■ **Problem description**
Could you give the data below again, replacing every "point_to" with "mark_points" and leaving everything else unchanged?
========================
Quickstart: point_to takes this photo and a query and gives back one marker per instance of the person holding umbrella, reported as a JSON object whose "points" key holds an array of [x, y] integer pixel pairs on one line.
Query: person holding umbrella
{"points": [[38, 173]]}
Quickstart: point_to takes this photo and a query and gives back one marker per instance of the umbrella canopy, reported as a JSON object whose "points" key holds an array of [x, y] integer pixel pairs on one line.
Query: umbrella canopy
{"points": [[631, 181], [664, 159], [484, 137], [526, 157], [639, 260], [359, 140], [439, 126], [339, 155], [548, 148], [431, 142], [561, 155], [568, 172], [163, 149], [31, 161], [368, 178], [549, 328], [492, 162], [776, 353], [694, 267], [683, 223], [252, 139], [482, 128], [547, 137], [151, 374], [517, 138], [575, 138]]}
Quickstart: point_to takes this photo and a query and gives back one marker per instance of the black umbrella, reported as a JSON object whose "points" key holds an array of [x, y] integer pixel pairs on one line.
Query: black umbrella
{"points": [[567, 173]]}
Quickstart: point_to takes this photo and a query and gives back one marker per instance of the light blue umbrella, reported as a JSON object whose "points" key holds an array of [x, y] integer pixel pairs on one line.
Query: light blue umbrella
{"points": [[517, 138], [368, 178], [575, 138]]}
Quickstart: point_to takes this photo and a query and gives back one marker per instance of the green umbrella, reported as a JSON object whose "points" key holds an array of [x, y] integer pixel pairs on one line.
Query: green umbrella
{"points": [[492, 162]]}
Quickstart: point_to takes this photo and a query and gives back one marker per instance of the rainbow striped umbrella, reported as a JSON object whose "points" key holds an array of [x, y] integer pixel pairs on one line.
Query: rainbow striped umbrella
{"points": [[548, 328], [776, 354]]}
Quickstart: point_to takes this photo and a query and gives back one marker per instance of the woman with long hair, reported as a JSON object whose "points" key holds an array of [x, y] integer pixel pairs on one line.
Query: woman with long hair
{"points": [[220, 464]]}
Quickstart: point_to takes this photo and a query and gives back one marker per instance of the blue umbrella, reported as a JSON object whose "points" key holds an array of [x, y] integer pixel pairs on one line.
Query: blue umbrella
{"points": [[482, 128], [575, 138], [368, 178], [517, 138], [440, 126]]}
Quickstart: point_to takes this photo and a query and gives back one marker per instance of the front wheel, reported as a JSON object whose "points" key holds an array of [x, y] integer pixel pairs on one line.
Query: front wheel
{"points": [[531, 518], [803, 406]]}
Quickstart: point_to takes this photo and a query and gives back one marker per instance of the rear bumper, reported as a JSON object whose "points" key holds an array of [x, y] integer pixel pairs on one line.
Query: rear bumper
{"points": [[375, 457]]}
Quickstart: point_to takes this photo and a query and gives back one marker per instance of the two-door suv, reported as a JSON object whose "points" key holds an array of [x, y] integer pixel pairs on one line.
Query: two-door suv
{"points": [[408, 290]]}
========================
■ **Exercise response**
Quickstart: mark_points takes this photo and a query and gives back one marker per instance of the person holding umbrella, reported as a JSON object whose "points" key holds an array of [x, y] integer pixel pairs on one line.
Query: person holding umbrella
{"points": [[38, 173]]}
Quickstart: mark_points takes this photo and a query and gives back one marker per instance of the umbrella canopy, reported as a JSON object whose "points" key holds an array of [x, y] integer pixel pairs on one line.
Query: umbrella canopy
{"points": [[631, 181], [664, 159], [484, 137], [526, 157], [639, 260], [359, 140], [439, 126], [339, 155], [548, 148], [431, 142], [561, 155], [568, 172], [163, 149], [31, 161], [368, 178], [549, 328], [492, 162], [776, 353], [694, 267], [683, 223], [252, 139], [482, 128], [547, 137], [151, 374], [517, 138], [575, 138]]}
Quickstart: mark_points takes this photo and a query and gives back one marker per instance of the black umbrella, reported as a JSON object whose "points" key holds an array of [x, y] integer pixel pairs on one line.
Query: black umbrella
{"points": [[567, 173]]}
Quickstart: mark_points takes this photo and a query and gives back one marker per instance of the light blue umbrella, reported as a JSON object whose "points" key holds an array of [x, y] integer pixel pairs on one line.
Query: light blue umbrella
{"points": [[517, 138], [368, 178], [575, 138]]}
Quickstart: mark_points takes this photo and a query and gives back one marker per instance of the green umbrella, reported as a JSON object whose "points" key holds an array of [x, y] integer pixel pairs on one line.
Query: green umbrella
{"points": [[492, 162]]}
Quickstart: mark_points takes this photo and a query and gives back one marker per instance of the rainbow striped umbrella, reported as a JSON object whose "points" key holds an array of [x, y] integer pixel pairs on one line.
Query: rainbow striped umbrella
{"points": [[548, 328], [776, 354]]}
Quickstart: mark_points takes this photo and a query and gives back one marker per instance of the woman with long hair, reported as a JSON object whose "points" key holds an array of [x, y] integer pixel pairs on one line.
Query: woman with long hair
{"points": [[220, 464]]}
Quickstart: mark_points takes this photo and a query and gives back one marker per instance of the blue umbrella, reported as a JSON object whose "points" key holds an array of [x, y] integer pixel pairs on one line.
Query: blue umbrella
{"points": [[482, 128], [575, 138], [368, 178], [517, 138], [440, 126]]}
Quickstart: mark_points takes this photo and a query and gives back one marker per instance of the front wheel, reported as a JSON object whose "points" key holds an array of [x, y] integer pixel pairs on one line.
Query: front wheel
{"points": [[531, 518], [803, 406]]}
Quickstart: mark_points takes this photo and a query and gives back one marker per instance of the rear bumper, reported as a JSON object whose "points" key holds an array of [x, y] integer pixel pairs on one line.
Query: rear bumper
{"points": [[375, 457]]}
Quickstart: mark_points takes this photo and a query and gives back one marker per instance of the two-door suv, reported as a JSON object whose "points" key holds an array of [x, y] integer pixel pairs on one line.
Query: two-door suv
{"points": [[408, 290]]}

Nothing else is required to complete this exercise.